--- SUPPLIED PASSAGE ---

Eventually my father got a job in Budapest at Goldberger’s (with a
little help from my grandfather’s drinking companions) and the young lovers
were able to see each other frequently.
When
I was seven years old, everything changed.
My father lost his job.
The company he worked for was owned by a Jewish family but they
were allowed to employ only a few Jews as part of their workforce.
With the help of a loan, my parents bought a few more sewing machines and
they started a small manufacturing concern at home which turned out luxury
lingerie. My mother was the
designer and ran the production and
my father comprised the sales force selling to small shops.
The enterprise was successful and soon enough, with the employment of more
seamstresses, there was cutting, sewing, embroidering, ironing, packing and
bookkeeping taking place in every inch of our apartment.
My father started to travel, taking their unique and beautiful lingerie
on the road and getting orders from the stores in various cities.
Rare were the Sundays we
spent together. He no longer had
time for me and I missed him.
In
1942, my father was conscripted to serve in a Forced Labor unit.
This was the alternative to the army for Jews.
Jews were not entrusted with a weapon. Miklos was a slight man and he was
equipped to the hilt with doctor’s certificates
testifying to his ill health. He
had a naive faith that he would be found ineligible and sent safely home.
The morning he left my father wore heavy mountain shoes, a padded waterproof
jacket, a yellow armband on the left sleeve and carried a knapsack staggering
under it’s weight. He stepped up to my brother’s crib to say goodbye when my
mother said,
“Don’t wake him.” He obeyed
my mother and this was to be the last time Miklos laid eyes on his son.
He kissed me and he told me to be a good girl,
promising me he would be back by nightfall.
Of course, they found him eligible to serve in the Forced Labor
Service--every Jew was eligible. Even
the ones who had tuberculosis or were crippled were taken, so were those in the
hospitals fresh out of surgery.

---

--- INSTRUCTIONS TO FOLLOW ---
Reproduce the family memoir passage word for word, everything from "He kissed me" down to "out of surgery.".

--- INFORMATION PROVIDED ---

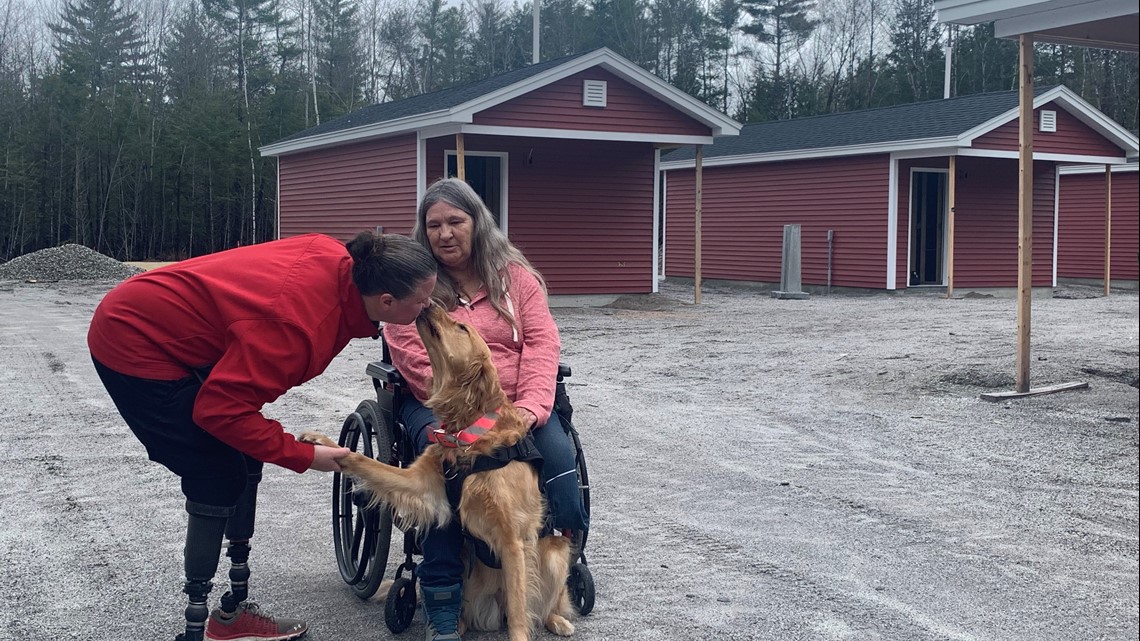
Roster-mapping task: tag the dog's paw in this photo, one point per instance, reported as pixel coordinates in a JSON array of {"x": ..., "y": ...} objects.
[
  {"x": 559, "y": 625},
  {"x": 317, "y": 438}
]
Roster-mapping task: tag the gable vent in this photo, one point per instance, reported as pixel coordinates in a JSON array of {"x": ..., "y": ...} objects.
[{"x": 593, "y": 92}]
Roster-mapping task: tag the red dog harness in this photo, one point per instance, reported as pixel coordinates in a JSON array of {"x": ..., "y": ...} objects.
[{"x": 466, "y": 436}]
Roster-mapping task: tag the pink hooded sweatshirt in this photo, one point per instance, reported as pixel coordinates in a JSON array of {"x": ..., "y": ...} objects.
[{"x": 527, "y": 357}]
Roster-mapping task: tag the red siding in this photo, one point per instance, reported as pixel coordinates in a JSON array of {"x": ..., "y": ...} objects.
[
  {"x": 559, "y": 106},
  {"x": 580, "y": 210},
  {"x": 986, "y": 227},
  {"x": 1081, "y": 226},
  {"x": 1072, "y": 137},
  {"x": 744, "y": 208},
  {"x": 342, "y": 191}
]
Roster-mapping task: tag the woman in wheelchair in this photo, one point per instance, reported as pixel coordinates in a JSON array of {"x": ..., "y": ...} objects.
[{"x": 487, "y": 283}]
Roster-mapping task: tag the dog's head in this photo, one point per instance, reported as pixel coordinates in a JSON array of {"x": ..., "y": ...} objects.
[{"x": 464, "y": 381}]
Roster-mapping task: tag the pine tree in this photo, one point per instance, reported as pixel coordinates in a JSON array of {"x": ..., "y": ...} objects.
[{"x": 783, "y": 25}]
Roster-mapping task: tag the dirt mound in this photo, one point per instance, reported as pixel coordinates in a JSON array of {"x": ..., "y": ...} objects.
[{"x": 65, "y": 262}]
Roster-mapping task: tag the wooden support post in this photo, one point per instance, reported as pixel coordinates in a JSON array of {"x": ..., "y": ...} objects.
[
  {"x": 461, "y": 163},
  {"x": 951, "y": 181},
  {"x": 697, "y": 225},
  {"x": 1108, "y": 228},
  {"x": 1025, "y": 213}
]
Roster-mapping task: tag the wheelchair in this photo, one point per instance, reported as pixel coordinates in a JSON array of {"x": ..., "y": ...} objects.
[{"x": 363, "y": 534}]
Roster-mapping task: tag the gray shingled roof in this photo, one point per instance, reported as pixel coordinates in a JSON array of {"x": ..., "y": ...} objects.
[
  {"x": 917, "y": 121},
  {"x": 428, "y": 103}
]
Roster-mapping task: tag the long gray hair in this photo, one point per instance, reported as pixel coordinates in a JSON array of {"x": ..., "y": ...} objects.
[{"x": 490, "y": 250}]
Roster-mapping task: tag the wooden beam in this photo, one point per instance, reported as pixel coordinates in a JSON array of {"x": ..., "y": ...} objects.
[
  {"x": 951, "y": 181},
  {"x": 1025, "y": 213},
  {"x": 461, "y": 163},
  {"x": 697, "y": 225},
  {"x": 1108, "y": 228},
  {"x": 1049, "y": 389}
]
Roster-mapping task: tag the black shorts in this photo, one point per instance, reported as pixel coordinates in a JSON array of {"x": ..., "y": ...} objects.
[{"x": 161, "y": 414}]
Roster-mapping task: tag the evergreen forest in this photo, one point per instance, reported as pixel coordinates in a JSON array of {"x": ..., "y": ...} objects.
[{"x": 132, "y": 127}]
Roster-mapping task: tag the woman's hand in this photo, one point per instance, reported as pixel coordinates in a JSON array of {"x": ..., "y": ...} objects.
[{"x": 324, "y": 459}]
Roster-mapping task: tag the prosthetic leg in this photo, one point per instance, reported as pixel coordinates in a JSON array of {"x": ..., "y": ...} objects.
[
  {"x": 208, "y": 524},
  {"x": 238, "y": 532}
]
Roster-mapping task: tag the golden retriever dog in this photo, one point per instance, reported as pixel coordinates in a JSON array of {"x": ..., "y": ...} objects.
[{"x": 502, "y": 506}]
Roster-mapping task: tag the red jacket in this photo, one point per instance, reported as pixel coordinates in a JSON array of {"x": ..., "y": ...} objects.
[{"x": 265, "y": 317}]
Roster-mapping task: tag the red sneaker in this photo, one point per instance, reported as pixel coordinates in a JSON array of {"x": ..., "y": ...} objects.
[{"x": 247, "y": 623}]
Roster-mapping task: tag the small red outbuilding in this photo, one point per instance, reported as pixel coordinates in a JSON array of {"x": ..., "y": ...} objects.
[
  {"x": 1081, "y": 217},
  {"x": 871, "y": 192}
]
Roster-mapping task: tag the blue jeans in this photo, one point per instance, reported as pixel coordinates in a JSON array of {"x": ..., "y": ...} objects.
[{"x": 442, "y": 564}]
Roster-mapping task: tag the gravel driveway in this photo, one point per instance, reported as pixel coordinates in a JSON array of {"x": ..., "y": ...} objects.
[{"x": 762, "y": 470}]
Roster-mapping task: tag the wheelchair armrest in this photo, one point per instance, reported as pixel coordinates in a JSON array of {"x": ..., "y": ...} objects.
[{"x": 385, "y": 373}]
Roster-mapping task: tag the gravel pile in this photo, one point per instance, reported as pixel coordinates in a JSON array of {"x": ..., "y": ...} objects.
[{"x": 65, "y": 262}]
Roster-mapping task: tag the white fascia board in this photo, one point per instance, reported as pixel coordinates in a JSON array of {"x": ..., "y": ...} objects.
[
  {"x": 1077, "y": 159},
  {"x": 1077, "y": 169},
  {"x": 605, "y": 58},
  {"x": 1061, "y": 16},
  {"x": 926, "y": 146},
  {"x": 588, "y": 135},
  {"x": 976, "y": 11},
  {"x": 1093, "y": 118},
  {"x": 408, "y": 124},
  {"x": 1075, "y": 105}
]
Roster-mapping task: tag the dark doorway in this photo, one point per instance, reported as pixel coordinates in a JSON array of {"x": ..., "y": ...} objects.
[
  {"x": 485, "y": 175},
  {"x": 928, "y": 224}
]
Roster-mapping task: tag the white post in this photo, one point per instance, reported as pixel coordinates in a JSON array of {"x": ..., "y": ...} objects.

---

--- TASK SOLUTION ---
He kissed me and he told me to be a good girl,
promising me he would be back by nightfall.
Of course, they found him eligible to serve in the Forced Labor
Service--every Jew was eligible. Even
the ones who had tuberculosis or were crippled were taken, so were those in the
hospitals fresh out of surgery.